### Document segment
An empirical study on the GEOtop hydrological model optimal estimation and uncertainty reduction using supercomputers
- 1Eurac research, Institute for the Alpine Environment, Bolzano, Italy
- 2National Institute of Oceanography and Applied Geophysics – OGS, Trieste, Italy
- 3Rendena 100 s.r.l., Italy
- 4SISSA, Trieste, Italy
Proper characterization of uncertainty remains a major research and operational challenge in Earth and Environmental Systems Models (EESMs). In fact, model calibration is often more an art than a science: one must make several discretionary choices, guided more by his own experience and intuition than by the scientific method. In practice, this means that the result of calibration (CA) could be suboptimal. One of the challenges of CA is the large number of parameters involved in EESM, which hence are usually selected with the help of a preliminary sensitivity analysis (SA). Finally, the computational burden of EESMs models and the large volume of the search space make SA and CA very time-consuming processes.
######
### Raw records
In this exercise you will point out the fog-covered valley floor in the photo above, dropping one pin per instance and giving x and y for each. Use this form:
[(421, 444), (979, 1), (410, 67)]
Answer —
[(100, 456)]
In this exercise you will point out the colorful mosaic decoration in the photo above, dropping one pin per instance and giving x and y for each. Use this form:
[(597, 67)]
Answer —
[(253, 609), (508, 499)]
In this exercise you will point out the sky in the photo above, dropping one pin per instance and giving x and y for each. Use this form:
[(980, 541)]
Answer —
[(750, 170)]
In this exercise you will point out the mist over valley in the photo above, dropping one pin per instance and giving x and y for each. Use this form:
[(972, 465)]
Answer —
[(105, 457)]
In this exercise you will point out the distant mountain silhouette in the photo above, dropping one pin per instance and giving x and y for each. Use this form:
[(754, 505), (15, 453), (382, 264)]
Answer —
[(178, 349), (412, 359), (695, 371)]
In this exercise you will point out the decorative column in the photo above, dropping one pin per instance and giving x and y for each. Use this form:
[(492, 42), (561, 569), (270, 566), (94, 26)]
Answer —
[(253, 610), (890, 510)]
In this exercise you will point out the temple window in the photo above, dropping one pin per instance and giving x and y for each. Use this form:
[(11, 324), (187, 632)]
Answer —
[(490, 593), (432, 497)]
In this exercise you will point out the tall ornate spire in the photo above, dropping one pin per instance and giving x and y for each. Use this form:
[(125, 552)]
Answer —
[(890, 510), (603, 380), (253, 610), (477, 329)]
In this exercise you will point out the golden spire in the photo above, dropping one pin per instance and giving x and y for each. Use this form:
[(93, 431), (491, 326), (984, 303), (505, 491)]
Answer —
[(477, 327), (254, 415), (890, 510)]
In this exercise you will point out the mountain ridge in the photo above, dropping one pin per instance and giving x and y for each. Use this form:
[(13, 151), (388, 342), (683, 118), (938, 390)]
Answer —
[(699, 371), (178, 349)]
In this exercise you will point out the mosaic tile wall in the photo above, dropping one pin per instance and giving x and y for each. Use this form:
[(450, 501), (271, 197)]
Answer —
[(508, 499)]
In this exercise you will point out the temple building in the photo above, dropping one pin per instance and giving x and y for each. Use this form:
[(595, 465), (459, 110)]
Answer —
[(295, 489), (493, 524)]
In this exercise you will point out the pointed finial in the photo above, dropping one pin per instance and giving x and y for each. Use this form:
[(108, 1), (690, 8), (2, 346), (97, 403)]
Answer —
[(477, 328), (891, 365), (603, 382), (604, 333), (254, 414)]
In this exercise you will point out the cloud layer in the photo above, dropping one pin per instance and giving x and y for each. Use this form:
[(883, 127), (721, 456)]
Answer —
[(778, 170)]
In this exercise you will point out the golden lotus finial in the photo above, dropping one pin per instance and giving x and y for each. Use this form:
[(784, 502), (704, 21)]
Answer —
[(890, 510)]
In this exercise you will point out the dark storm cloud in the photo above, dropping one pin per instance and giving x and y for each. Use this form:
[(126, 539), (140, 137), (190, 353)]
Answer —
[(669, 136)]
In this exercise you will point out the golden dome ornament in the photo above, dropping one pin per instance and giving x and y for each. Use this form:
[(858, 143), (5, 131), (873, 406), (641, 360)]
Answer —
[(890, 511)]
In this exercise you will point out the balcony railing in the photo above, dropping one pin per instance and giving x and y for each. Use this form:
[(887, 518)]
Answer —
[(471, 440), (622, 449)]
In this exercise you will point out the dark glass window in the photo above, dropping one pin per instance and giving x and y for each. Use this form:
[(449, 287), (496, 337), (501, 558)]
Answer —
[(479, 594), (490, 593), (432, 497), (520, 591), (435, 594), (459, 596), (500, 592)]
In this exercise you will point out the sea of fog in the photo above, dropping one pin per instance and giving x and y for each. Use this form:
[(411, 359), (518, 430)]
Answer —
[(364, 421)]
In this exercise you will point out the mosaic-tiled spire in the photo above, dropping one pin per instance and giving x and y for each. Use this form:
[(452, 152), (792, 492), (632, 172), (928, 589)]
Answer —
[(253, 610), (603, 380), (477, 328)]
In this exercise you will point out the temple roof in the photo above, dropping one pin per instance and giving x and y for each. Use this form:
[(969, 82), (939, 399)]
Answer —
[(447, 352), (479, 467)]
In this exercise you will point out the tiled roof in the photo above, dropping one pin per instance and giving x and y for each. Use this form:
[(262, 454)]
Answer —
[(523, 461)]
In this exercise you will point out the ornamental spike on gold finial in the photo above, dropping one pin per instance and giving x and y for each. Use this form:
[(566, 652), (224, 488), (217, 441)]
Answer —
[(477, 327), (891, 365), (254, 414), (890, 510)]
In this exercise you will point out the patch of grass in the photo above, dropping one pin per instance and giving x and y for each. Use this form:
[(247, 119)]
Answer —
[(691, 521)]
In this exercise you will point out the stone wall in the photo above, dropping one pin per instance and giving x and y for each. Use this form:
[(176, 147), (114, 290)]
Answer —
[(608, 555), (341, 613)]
######
Objectives:
**a.** Answer these about the GEOtop calibration abstract:
(i) Which institute within Eurac research is listed?
(ii) What is usually used to select the parameters involved in calibration?
(iii) Which two things make SA and CA very time-consuming?
**b.** Please extend the GEOtop calibration abstract with a few sentences that follow on from its final one.

Exercise responses:
**a.**
(i) The Institute for the Alpine Environment.
(ii) A preliminary sensitivity analysis (SA).
(iii) The computational burden of EESMs and the large volume of the search space.

**b.**
This work applies a modern HPC approach to optimize a complex, over parameterized hydrological model, improving the computational efficiency of SA/CA. We apply the derivative-free optimization algorithms implemented in the Facebook Nevergrad Python library (Rapin and Teytaud, 2018) on a HPC cluster, thanks to the Dask framework (Dask Development Team, 2016).
The approach has been applied to the GEOtop hydrological model (Rigon et al., 2006; Endrizzi et al., 2014) to predict the time evolution of variables as soil water content and evapotranspiration for several mountain agricultural sites in South Tyrol with different elevation, land cover (pasture, meadow, orchard), soil types.
We performed simulations on one-dimensional domains, where the model solves the energy and water budget equations in a column of soil and neglects the lateral water fluxes. Even neglecting the distribution of parameters across layers of soil, considering a homogeneous column, one has tens of parameters, controlling soil and vegetation properties, where only a few of them are experimentally available.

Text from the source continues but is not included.